Only the lines from the one containing "Where can you spot the camper" through the end of the data below should be copied, each exactly as written and with both ends kept.

THE INPUT section start

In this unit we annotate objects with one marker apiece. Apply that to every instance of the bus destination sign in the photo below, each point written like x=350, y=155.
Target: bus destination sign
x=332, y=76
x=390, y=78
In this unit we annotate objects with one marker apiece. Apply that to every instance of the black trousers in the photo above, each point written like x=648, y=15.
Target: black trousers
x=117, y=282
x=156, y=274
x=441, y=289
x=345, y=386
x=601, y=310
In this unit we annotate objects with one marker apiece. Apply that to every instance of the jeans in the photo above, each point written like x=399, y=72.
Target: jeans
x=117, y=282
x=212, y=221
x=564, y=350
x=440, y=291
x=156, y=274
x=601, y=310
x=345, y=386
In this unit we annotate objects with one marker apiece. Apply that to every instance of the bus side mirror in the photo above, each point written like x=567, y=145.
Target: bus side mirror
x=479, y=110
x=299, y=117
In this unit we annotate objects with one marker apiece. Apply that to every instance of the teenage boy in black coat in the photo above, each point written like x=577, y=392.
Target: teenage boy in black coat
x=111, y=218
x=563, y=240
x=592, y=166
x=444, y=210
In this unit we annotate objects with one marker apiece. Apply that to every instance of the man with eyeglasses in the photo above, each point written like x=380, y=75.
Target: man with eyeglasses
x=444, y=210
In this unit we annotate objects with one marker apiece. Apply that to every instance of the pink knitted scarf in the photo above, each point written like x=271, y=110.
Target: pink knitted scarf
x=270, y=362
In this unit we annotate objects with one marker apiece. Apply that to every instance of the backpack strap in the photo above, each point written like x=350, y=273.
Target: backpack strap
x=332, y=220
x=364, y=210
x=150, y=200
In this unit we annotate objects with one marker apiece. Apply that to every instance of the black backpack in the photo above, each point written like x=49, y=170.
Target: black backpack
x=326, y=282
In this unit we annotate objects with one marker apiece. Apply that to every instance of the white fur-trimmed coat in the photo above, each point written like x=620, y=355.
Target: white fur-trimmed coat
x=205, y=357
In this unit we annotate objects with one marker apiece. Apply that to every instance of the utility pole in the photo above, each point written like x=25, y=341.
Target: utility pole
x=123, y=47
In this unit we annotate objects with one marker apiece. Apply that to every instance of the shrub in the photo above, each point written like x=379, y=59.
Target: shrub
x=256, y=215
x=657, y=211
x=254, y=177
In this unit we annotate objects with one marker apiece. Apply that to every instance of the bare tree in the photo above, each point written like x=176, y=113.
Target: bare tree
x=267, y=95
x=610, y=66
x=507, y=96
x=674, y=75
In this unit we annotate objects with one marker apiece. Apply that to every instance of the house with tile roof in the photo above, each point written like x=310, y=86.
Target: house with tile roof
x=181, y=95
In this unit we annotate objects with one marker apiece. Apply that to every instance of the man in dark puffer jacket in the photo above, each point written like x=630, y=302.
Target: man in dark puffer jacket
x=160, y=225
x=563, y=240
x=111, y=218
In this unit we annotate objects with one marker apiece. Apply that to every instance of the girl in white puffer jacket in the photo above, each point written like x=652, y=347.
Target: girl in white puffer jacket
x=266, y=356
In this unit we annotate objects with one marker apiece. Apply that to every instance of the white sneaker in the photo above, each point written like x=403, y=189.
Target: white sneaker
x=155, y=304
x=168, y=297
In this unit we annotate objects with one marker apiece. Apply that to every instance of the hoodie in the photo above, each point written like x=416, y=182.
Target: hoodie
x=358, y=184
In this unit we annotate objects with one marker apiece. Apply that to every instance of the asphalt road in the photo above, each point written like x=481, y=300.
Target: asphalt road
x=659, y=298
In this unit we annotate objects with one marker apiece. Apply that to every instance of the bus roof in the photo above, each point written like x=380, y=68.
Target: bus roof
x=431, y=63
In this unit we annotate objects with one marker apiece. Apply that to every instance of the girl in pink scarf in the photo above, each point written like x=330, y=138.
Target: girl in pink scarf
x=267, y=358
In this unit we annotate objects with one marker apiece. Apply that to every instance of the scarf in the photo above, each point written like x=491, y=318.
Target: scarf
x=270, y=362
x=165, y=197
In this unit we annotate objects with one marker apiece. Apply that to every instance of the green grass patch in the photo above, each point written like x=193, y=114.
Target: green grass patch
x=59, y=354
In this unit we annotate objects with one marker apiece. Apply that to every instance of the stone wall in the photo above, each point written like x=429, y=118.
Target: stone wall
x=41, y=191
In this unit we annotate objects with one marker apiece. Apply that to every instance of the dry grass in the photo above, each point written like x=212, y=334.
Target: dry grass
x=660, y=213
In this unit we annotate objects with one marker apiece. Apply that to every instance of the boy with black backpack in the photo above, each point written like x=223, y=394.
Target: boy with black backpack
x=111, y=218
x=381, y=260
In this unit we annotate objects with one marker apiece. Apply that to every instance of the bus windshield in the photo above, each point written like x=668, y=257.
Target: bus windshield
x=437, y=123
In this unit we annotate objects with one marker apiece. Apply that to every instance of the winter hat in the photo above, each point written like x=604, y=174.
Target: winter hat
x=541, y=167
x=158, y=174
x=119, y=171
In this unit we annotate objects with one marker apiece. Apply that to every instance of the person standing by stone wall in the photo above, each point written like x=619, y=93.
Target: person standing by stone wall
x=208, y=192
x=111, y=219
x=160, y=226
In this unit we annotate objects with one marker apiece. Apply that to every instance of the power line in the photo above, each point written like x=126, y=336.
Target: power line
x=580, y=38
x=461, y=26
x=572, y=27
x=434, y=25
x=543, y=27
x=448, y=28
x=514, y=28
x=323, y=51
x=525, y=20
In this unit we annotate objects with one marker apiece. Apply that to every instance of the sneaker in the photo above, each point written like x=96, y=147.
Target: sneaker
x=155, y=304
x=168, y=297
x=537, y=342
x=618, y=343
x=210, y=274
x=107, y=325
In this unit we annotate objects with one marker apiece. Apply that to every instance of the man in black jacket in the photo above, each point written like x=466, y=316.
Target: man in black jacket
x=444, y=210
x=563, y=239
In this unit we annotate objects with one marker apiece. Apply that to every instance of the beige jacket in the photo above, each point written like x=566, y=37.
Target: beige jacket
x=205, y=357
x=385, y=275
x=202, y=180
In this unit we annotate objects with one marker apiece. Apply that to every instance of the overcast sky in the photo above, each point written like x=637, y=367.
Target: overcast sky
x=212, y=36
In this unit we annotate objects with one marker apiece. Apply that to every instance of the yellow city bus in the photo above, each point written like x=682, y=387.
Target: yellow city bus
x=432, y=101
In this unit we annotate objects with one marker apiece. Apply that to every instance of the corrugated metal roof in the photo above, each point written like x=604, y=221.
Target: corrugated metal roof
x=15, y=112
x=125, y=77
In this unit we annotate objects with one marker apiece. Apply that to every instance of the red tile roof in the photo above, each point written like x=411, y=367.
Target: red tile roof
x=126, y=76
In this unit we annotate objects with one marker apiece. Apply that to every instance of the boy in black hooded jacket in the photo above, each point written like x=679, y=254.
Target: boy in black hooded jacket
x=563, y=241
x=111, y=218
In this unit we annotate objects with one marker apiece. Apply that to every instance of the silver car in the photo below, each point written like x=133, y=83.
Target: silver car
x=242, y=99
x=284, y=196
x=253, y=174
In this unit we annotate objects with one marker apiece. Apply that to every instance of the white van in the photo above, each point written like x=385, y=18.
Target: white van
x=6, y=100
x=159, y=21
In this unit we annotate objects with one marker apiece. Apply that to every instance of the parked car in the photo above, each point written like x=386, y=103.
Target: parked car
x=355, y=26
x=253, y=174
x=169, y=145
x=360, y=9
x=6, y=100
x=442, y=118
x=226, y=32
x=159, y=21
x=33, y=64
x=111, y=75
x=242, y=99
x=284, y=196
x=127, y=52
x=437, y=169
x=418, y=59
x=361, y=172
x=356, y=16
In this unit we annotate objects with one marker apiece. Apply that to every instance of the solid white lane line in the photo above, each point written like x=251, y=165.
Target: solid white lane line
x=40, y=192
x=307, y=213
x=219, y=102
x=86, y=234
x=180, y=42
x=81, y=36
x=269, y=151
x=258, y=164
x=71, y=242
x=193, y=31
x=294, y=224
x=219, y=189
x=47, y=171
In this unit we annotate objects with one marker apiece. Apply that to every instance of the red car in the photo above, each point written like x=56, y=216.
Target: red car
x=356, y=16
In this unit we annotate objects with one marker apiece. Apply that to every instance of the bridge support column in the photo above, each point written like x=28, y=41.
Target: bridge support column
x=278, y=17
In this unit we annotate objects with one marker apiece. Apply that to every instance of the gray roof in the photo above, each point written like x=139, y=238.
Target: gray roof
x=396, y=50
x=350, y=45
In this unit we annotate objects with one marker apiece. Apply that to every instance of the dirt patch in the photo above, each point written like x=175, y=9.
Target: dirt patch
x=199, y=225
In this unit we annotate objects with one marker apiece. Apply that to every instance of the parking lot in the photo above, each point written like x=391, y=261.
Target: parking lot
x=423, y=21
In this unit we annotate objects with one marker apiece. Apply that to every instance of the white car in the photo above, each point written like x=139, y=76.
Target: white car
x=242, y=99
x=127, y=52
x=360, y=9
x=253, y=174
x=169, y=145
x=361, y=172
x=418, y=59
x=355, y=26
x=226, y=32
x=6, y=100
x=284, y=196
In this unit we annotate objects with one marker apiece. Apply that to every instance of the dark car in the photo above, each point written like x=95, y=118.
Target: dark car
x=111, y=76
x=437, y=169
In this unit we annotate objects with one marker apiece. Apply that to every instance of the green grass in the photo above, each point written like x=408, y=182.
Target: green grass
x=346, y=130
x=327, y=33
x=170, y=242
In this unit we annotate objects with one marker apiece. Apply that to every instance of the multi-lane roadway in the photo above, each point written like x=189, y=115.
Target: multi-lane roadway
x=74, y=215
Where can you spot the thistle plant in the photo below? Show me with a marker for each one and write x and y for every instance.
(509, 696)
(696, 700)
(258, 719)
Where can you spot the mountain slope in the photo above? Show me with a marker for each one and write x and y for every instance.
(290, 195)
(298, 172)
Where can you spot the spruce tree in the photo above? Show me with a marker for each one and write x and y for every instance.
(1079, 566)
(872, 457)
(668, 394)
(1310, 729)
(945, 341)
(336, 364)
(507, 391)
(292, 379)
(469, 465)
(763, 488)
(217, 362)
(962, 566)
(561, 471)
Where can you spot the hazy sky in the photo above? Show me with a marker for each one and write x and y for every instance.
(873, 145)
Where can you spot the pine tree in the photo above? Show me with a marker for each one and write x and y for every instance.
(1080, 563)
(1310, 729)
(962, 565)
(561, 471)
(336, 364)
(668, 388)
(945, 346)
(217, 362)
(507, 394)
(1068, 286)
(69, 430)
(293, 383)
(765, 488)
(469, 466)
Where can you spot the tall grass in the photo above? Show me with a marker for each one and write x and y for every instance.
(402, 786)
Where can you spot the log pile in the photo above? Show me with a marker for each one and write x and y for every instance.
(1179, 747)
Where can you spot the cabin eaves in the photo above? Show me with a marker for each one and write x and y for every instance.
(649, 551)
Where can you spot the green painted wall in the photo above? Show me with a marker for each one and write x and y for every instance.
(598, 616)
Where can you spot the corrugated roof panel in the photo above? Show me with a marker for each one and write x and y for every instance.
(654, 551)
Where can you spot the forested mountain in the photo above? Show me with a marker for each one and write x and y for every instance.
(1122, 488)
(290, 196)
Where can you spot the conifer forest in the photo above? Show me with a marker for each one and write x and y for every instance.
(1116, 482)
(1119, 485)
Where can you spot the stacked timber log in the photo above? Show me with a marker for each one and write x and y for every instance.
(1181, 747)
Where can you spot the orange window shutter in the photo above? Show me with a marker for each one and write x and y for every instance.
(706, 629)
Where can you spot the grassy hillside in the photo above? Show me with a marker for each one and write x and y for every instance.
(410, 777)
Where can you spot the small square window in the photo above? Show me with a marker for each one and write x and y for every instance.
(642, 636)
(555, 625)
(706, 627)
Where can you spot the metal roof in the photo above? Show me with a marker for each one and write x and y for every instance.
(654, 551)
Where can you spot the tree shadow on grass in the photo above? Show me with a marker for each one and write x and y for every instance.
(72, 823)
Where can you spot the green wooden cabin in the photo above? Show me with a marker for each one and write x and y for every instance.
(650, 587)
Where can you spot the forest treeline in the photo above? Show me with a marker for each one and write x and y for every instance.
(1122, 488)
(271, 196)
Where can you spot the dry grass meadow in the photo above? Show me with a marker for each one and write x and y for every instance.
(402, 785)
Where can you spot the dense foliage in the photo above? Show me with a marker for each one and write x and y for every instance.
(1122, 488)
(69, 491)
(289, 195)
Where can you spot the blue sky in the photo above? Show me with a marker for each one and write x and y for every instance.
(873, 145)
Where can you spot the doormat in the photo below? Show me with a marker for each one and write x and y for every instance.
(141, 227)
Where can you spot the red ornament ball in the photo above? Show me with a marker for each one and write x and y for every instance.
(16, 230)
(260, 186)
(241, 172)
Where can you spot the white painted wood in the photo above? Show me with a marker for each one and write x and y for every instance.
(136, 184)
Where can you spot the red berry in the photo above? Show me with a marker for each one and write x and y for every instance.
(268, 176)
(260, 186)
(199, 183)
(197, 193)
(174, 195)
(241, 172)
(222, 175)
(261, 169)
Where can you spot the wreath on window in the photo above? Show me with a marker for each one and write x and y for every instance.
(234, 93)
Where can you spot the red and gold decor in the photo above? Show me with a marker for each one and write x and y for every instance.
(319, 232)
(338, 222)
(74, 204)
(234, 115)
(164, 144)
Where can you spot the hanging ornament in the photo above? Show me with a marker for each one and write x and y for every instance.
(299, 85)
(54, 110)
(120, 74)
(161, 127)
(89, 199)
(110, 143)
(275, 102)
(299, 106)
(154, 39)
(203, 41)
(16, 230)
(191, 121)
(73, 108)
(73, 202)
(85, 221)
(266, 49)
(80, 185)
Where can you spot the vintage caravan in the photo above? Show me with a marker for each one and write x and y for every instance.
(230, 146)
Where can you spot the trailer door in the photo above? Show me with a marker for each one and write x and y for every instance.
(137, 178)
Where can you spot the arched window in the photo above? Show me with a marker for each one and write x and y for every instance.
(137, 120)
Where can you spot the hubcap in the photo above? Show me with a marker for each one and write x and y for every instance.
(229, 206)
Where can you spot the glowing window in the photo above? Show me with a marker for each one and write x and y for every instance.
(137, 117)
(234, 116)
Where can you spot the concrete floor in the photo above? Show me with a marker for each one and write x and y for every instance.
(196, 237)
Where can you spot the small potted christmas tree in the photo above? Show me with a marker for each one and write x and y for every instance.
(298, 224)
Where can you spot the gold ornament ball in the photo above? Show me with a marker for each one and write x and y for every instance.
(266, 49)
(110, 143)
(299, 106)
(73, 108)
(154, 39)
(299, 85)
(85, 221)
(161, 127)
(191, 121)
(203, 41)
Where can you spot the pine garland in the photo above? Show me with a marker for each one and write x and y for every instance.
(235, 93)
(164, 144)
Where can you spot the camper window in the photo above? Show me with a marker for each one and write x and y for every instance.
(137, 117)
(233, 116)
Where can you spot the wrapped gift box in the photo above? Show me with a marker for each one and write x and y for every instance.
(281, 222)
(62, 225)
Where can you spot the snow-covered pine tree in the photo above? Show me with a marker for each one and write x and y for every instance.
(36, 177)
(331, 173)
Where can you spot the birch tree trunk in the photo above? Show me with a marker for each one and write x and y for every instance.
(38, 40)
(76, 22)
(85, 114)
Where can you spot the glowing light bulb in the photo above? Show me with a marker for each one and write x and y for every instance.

THE INPUT section end

TASK SOLUTION
Where can you spot the camper window in the photo above? Show me with a marker for each one and write x and y for every instance.
(137, 117)
(233, 116)
Where can you spot the wrapped gift box in the photo above? Show me with a marker for each one and write x and y for every instance.
(281, 222)
(62, 225)
Where can you spot the snow-covered pine tree in the photo above? Show me with a marker for each one and write x and y for every instance.
(36, 177)
(331, 173)
Where can you spot the birch tree trunk in the photo above? Show me with a marker for each one and write x and y for every instance.
(38, 40)
(76, 22)
(85, 114)
Where can you spot the glowing light bulb in the photo above? Show me with a marker for each one and write x and y for every instance.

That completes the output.